### [Paginafragment]
Made in England; Humber! Ooit van gehoord?

Ooit, ik werkte toen nog bij een in totale omvang uitgedrukt, aardig groot bedrijf op onze nationale luchthaven, had de toko waar ik mijn talenten voor inzette een directiesecretaris die reed in een Humber. Toen al een zeer exclusief Engels merk dat uiteindelijk, opgegaan in het roemruchte Amerikaanse Chryslerimperium, in 1967 haar fabriekspoorten moest sluiten. Maar in de jaren daarvoor was Humber een merk met een rijke geschiedenis. Want de naamgever van dit bedrijf startte al in 1868 met een fietsenfabriek waar later ook automobielen werden gebouwd. Jarenlang waren die Humbers uiterst conservatieve wagens, maar in 1936 waren die Britse auto’s uitgerust met zescilindermotoren en onafhankelijke wielophanging. Vanaf 1939 monteerde Humber al hydraulische remmen en dat was best innovatief in die tijd. Het model Snipe bleek een zodanig goede auto dat deze auto’s massaal werden verkocht aan de Engelse strijdkrachten en Veldmaarschalk Montgomery er een als persoonlijke stafauto op na hield. Die auto deed dienst op vrijwel elk oorlogstoneel. Na de oorlog bouwde Humber nog een tijdje verder op haar vooroorlogse modellen, net zoals veel andere fabrikanten in die dagen.

Maar in het begin van de jaren vijftig kwam Humber met een volkomen nieuwe carrosserievorm die als Snipe, Super Snipe en Hawk in productie zou gaan. Een auto die wat leek op de Standard Vanguard uit 1955, maar het heeft er eerder iets van dat die Standard zijn lijnen dankte aan de nieuwe Humbers. Opmerkelijk was dat de nieuwe Humbers panoramische voor- en achterruiten hadden, een (indertijd) splinternieuwe kopklepmotor van 4.1 liter met een vermogen van 114pk en een volledig gesynchroniseerde vierbak. In die dagen heel bijzondere zaken.

### [Geëxtraheerde gegevens]
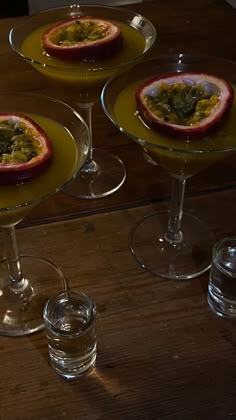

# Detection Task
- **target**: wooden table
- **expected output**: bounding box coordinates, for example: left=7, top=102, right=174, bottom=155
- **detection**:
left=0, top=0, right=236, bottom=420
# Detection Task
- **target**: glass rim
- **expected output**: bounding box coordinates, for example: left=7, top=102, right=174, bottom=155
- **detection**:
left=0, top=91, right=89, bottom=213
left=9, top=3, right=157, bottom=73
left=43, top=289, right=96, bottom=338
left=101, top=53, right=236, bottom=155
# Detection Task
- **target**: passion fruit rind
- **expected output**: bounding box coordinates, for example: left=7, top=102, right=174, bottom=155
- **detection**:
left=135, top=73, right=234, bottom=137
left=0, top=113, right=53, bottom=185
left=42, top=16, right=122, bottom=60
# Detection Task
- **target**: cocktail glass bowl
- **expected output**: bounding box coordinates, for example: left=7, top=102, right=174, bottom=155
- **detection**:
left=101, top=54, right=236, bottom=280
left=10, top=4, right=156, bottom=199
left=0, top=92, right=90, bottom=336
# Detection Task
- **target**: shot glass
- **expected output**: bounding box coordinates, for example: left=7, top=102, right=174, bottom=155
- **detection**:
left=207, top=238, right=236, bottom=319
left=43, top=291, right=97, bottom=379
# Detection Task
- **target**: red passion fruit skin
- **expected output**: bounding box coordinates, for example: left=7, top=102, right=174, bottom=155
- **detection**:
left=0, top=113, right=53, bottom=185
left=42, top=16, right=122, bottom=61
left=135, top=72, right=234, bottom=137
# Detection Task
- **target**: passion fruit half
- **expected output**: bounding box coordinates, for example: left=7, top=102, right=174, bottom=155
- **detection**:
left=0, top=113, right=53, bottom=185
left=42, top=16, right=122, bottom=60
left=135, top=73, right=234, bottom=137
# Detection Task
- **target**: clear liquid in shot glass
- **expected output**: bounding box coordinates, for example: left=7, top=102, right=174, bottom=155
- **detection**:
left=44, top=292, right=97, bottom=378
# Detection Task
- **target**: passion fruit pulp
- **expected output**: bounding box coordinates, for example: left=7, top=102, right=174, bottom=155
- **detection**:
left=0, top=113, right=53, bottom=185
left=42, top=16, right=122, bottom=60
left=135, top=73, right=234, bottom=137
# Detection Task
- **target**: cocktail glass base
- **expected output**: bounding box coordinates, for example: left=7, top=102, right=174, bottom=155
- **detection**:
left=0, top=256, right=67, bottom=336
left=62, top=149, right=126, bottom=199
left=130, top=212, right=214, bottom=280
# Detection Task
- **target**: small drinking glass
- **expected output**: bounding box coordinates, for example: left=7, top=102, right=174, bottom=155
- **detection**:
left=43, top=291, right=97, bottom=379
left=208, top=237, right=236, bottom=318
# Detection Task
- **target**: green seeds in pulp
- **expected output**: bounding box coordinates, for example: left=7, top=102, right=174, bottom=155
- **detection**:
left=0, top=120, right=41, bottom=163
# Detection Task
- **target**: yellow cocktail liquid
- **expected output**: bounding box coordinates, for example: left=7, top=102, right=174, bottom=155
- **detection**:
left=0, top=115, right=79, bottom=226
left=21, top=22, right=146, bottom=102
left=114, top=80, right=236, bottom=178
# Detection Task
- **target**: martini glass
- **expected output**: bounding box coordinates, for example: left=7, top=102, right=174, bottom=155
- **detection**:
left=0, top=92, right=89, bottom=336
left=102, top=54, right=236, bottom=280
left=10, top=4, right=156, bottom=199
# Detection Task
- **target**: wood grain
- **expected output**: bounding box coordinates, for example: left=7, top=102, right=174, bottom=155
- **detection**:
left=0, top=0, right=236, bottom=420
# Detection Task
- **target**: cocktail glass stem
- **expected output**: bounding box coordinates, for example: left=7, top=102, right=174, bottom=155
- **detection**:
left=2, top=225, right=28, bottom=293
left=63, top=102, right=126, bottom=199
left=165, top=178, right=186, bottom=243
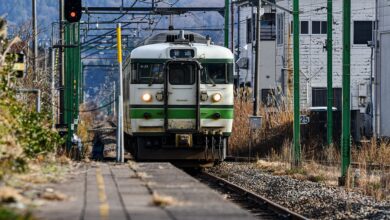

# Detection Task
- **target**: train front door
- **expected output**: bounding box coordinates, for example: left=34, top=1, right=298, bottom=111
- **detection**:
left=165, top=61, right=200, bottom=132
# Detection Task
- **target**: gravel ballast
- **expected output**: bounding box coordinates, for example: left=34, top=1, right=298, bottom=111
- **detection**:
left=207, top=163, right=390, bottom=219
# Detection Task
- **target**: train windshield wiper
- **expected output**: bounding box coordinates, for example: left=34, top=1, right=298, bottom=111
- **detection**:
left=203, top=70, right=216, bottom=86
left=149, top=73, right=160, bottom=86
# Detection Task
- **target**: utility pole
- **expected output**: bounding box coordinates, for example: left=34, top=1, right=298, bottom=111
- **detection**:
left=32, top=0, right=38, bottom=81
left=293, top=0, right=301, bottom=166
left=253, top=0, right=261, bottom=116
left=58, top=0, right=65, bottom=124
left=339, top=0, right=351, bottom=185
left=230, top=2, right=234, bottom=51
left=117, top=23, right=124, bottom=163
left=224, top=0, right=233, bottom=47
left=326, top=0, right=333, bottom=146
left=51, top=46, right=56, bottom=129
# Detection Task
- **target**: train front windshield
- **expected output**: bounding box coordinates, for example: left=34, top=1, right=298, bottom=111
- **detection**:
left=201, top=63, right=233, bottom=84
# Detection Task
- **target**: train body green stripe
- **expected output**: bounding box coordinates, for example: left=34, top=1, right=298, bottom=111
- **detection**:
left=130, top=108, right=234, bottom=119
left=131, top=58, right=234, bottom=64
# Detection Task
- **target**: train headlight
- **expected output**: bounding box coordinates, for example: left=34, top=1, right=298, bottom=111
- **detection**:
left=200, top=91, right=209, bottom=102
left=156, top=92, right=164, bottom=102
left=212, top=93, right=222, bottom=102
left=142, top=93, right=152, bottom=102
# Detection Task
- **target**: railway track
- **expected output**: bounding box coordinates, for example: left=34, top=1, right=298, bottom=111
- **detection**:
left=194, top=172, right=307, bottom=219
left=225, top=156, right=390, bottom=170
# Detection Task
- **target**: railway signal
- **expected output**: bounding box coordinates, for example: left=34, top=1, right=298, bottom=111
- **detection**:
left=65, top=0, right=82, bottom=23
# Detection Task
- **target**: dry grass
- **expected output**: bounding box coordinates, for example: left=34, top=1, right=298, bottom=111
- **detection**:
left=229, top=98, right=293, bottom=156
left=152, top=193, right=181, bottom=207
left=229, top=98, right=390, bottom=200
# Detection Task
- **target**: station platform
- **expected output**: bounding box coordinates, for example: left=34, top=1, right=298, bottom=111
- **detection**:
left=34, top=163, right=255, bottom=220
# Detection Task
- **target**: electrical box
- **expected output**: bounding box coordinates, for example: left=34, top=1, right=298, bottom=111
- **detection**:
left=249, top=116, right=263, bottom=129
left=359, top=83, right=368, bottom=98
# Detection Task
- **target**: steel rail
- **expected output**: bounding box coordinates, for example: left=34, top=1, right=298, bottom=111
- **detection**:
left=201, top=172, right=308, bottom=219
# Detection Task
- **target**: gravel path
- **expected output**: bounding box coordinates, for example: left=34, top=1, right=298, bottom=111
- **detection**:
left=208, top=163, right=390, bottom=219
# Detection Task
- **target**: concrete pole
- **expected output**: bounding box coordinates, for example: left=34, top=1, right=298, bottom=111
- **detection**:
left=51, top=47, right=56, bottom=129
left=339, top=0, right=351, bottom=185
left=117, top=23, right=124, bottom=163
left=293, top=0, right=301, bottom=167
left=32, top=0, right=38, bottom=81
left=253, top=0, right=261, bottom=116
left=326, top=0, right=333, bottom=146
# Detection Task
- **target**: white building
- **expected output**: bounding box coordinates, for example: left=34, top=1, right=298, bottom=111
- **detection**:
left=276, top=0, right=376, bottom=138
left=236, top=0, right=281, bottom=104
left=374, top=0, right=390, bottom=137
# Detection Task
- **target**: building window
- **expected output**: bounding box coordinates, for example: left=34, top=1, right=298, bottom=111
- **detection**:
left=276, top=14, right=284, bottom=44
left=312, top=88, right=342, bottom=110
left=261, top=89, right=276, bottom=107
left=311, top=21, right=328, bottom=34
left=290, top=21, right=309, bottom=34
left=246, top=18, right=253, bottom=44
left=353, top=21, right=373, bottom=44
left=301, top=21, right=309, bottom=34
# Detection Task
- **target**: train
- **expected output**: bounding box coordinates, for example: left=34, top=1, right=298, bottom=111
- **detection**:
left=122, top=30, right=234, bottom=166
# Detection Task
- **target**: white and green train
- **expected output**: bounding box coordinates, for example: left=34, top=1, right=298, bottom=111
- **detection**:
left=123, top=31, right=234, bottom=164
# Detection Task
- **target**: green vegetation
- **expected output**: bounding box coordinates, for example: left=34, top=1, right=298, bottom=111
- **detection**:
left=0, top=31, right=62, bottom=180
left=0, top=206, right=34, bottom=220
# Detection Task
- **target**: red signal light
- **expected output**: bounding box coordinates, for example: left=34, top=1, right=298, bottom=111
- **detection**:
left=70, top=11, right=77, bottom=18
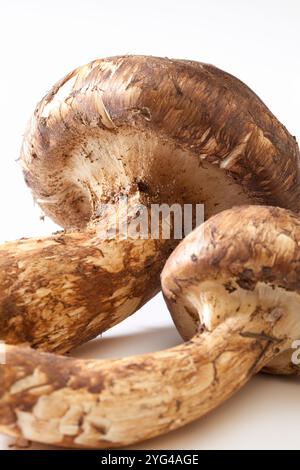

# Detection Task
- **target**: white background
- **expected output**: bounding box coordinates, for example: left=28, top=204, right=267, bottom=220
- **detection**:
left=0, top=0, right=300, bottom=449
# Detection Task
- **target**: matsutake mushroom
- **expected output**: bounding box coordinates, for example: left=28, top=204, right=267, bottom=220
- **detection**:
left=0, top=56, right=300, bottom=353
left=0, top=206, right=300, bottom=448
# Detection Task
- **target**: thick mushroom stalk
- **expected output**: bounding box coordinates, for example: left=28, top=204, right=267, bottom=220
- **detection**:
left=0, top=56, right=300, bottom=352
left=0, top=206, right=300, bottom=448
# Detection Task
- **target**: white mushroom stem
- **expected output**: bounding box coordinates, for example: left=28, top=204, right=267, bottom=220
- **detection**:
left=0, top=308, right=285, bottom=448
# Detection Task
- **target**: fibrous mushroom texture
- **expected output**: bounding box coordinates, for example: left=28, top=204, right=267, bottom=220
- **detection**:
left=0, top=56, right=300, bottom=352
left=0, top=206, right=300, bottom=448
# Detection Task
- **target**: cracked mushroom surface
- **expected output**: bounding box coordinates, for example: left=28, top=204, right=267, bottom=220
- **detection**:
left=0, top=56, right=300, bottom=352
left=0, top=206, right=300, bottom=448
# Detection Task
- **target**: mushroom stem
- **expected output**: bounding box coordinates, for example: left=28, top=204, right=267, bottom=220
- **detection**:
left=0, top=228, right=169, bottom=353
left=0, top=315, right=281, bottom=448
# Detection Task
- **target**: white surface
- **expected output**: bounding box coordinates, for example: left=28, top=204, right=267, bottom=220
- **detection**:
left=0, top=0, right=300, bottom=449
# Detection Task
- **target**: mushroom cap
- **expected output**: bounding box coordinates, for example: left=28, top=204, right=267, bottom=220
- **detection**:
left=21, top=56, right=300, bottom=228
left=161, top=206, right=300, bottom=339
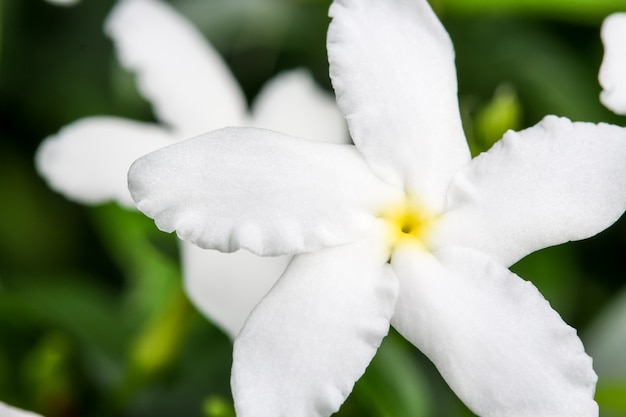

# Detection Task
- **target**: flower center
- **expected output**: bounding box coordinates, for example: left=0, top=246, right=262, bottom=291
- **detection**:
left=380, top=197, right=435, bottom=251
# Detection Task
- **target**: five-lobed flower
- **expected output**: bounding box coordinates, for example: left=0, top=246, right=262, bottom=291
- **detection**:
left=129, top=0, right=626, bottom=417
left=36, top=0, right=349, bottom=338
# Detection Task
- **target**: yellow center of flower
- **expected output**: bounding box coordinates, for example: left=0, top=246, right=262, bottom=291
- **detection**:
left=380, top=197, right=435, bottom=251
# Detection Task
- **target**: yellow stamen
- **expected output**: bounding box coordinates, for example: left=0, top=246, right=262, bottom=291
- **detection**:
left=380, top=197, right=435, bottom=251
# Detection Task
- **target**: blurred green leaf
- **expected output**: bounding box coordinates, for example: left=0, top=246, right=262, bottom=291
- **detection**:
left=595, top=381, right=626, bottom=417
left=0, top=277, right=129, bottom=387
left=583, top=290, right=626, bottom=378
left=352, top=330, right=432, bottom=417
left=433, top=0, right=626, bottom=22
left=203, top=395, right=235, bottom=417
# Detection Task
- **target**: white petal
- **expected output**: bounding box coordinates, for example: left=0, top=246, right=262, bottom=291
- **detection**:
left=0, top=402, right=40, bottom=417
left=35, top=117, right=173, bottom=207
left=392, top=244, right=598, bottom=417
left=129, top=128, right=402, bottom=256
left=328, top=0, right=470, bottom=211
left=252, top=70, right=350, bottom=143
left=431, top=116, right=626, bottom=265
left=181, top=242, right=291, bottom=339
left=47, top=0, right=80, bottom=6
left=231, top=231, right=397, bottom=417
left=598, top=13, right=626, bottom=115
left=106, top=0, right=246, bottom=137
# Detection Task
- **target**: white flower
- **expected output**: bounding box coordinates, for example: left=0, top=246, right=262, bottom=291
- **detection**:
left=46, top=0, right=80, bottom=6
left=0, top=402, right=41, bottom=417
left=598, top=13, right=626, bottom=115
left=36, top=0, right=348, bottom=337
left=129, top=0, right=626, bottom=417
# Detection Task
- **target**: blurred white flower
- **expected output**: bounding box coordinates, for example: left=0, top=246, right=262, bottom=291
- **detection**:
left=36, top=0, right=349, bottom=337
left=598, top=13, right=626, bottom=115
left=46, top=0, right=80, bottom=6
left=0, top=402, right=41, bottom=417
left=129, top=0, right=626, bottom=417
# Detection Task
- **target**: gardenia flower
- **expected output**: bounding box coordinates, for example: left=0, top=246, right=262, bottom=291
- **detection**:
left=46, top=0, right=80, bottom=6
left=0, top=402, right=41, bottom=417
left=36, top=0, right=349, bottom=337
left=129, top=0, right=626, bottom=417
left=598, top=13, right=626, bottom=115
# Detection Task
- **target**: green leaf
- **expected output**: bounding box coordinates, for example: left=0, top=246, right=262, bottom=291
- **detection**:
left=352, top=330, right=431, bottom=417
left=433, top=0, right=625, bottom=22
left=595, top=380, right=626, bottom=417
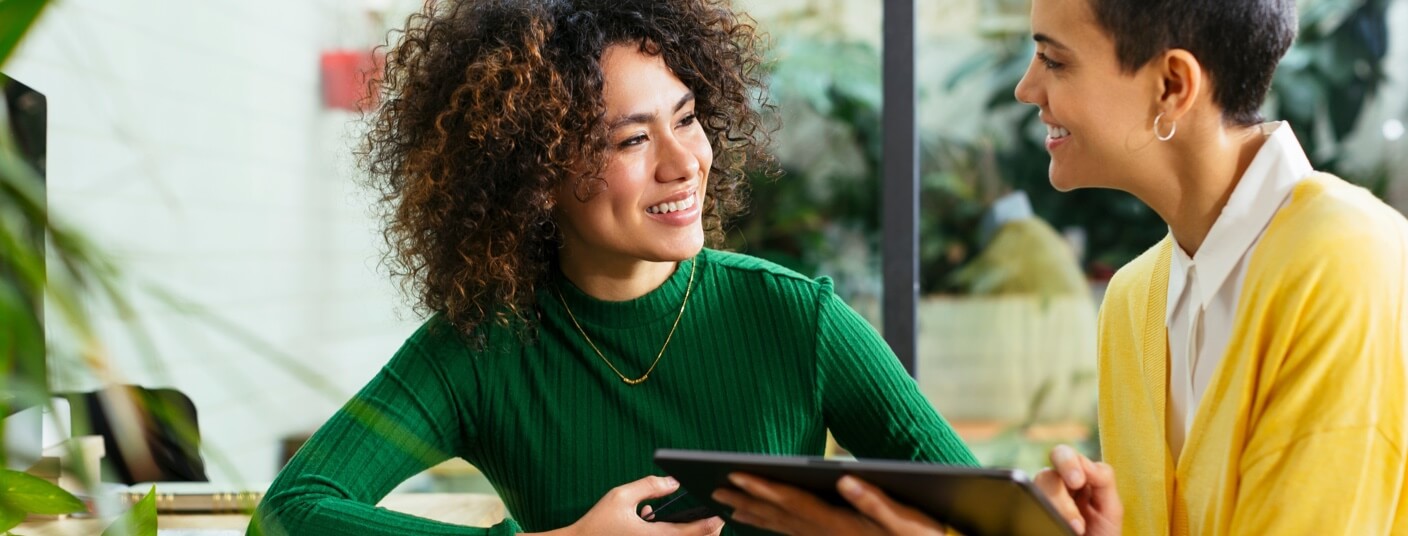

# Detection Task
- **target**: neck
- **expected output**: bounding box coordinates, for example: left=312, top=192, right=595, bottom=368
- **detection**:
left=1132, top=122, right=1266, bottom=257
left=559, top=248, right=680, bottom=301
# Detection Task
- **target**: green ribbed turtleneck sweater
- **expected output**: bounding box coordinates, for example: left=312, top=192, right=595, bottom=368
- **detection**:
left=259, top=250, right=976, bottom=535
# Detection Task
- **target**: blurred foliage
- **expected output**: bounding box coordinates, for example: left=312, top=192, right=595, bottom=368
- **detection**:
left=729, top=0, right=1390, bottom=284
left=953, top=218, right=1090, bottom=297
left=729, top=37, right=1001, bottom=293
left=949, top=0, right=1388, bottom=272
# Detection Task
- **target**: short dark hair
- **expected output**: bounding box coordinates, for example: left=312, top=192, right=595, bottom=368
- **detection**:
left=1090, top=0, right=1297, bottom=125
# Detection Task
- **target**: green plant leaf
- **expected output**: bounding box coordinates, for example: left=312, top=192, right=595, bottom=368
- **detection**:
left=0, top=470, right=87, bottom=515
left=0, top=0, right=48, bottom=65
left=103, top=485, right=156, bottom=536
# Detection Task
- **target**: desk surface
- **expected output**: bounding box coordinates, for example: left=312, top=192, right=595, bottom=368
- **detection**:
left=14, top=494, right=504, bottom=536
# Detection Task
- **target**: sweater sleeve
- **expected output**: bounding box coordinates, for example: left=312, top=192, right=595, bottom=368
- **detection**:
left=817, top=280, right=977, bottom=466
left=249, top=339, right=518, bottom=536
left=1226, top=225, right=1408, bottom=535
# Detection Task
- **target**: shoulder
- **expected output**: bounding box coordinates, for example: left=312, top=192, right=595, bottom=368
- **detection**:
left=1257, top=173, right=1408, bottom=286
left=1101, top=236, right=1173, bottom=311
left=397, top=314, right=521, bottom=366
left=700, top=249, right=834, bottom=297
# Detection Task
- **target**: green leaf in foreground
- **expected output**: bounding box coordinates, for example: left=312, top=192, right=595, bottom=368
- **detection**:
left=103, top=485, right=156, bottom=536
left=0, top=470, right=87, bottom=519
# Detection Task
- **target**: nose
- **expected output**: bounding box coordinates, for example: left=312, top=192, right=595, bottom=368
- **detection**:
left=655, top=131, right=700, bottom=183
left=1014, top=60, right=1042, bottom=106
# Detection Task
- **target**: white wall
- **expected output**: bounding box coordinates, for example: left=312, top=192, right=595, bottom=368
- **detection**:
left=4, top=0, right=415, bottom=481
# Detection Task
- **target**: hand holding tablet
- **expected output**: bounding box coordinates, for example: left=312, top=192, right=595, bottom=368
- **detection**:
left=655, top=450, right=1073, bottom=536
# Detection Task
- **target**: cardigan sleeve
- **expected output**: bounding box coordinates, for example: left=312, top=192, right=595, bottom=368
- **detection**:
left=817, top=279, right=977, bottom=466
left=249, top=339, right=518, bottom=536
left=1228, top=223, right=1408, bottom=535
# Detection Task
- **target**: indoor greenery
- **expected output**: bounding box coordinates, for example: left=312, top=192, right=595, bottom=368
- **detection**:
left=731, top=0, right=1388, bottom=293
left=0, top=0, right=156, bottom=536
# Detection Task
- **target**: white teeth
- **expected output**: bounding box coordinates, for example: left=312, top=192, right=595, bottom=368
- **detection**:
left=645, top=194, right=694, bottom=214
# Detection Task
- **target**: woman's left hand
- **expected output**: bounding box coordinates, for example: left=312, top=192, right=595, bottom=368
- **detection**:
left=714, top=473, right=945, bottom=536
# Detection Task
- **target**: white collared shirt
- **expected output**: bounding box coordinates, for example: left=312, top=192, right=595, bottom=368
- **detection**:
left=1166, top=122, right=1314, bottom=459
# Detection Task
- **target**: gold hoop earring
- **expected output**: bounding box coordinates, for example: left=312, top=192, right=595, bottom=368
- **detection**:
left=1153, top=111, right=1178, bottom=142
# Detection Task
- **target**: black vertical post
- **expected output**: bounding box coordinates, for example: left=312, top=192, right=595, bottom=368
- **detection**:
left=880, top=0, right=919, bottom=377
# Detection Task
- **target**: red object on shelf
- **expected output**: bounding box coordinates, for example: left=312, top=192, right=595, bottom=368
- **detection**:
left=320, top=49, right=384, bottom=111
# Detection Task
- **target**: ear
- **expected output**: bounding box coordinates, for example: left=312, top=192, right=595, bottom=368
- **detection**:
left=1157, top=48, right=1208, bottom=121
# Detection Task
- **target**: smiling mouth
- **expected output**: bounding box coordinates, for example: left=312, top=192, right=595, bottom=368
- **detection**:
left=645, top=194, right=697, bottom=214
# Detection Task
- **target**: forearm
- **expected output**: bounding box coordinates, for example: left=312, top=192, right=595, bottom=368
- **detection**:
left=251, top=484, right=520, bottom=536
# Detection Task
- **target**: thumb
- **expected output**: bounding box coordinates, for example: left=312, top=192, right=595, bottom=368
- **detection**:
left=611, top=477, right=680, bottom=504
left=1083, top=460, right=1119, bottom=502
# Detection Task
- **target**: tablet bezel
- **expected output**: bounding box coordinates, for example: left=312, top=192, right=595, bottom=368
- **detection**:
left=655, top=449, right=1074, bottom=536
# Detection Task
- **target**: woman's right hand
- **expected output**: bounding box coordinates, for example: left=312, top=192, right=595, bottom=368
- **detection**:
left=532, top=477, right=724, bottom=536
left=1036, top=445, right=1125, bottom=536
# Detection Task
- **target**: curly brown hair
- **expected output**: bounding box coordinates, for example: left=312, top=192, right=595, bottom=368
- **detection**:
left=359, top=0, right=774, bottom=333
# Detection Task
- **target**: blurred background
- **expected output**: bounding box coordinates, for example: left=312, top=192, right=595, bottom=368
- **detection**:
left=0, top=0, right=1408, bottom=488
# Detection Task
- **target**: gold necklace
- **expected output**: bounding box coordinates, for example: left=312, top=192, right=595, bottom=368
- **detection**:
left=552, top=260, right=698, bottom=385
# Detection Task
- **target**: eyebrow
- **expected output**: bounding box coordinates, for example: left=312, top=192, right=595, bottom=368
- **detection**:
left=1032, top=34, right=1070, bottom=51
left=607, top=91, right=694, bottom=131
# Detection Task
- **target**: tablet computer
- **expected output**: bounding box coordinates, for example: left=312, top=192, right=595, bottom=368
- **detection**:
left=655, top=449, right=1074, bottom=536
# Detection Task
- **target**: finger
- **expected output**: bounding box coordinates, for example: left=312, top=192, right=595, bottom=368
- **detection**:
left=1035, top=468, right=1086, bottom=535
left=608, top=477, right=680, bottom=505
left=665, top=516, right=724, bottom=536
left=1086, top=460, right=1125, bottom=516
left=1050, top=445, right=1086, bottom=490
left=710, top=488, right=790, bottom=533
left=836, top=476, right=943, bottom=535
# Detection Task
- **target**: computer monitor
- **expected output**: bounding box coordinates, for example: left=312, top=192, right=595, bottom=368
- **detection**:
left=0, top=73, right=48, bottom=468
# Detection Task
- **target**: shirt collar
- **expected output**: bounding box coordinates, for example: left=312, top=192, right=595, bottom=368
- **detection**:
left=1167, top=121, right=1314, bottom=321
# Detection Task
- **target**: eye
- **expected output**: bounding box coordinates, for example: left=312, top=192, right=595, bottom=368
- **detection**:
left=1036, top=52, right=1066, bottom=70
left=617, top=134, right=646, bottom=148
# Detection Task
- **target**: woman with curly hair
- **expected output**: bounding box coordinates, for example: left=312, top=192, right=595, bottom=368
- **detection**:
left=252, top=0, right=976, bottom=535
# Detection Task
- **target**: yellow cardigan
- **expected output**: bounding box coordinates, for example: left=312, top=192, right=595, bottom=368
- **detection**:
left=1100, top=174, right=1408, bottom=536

### [Opdrachten]
(1) Vertaal de volgende zin uit de tekst over Humber in het Engels: "Vanaf 1939 monteerde Humber al hydraulische remmen en dat was best innovatief in die tijd."
(2) Zet de alinea uit de tekst over Humber die begint met "Maar in het begin van de jaren vijftig" om in een beknopte opsomming waarin de belangrijkste feiten behouden blijven.
(3) Geef voor elk van de volgende beweringen aan of ze overeenkomen met de tekst over Humber, met de doorslaggevende woorden uit de tekst als citaat: (a) De naamgever van Humber begon in 1868 met een fietsenfabriek. (b) Humber moest in 1967 de fabriekspoorten sluiten. (c) De nieuwe Humbers uit de jaren vijftig hadden een motor van 3.0 liter.

### [Antwoorden per opdracht]
(1) From 1939 onward, Humber was already fitting hydraulic brakes, which was quite innovative at the time.

(2)
- Begin jaren vijftig: volkomen nieuwe carrosserievorm, in productie als Snipe, Super Snipe en Hawk
- Leek wat op de Standard Vanguard uit 1955, maar vermoedelijk dankte die Standard zijn lijnen eerder aan de nieuwe Humbers
- Panoramische voor- en achterruiten
- Destijds splinternieuwe kopklepmotor van 4.1 liter met 114 pk
- Volledig gesynchroniseerde vierbak
- In die tijd heel bijzondere zaken

(3)
(a) Ja: "startte al in 1868 met een fietsenfabriek"
(b) Ja: "in 1967 haar fabriekspoorten moest sluiten"
(c) Nee: "een (indertijd) splinternieuwe kopklepmotor van 4.1 liter"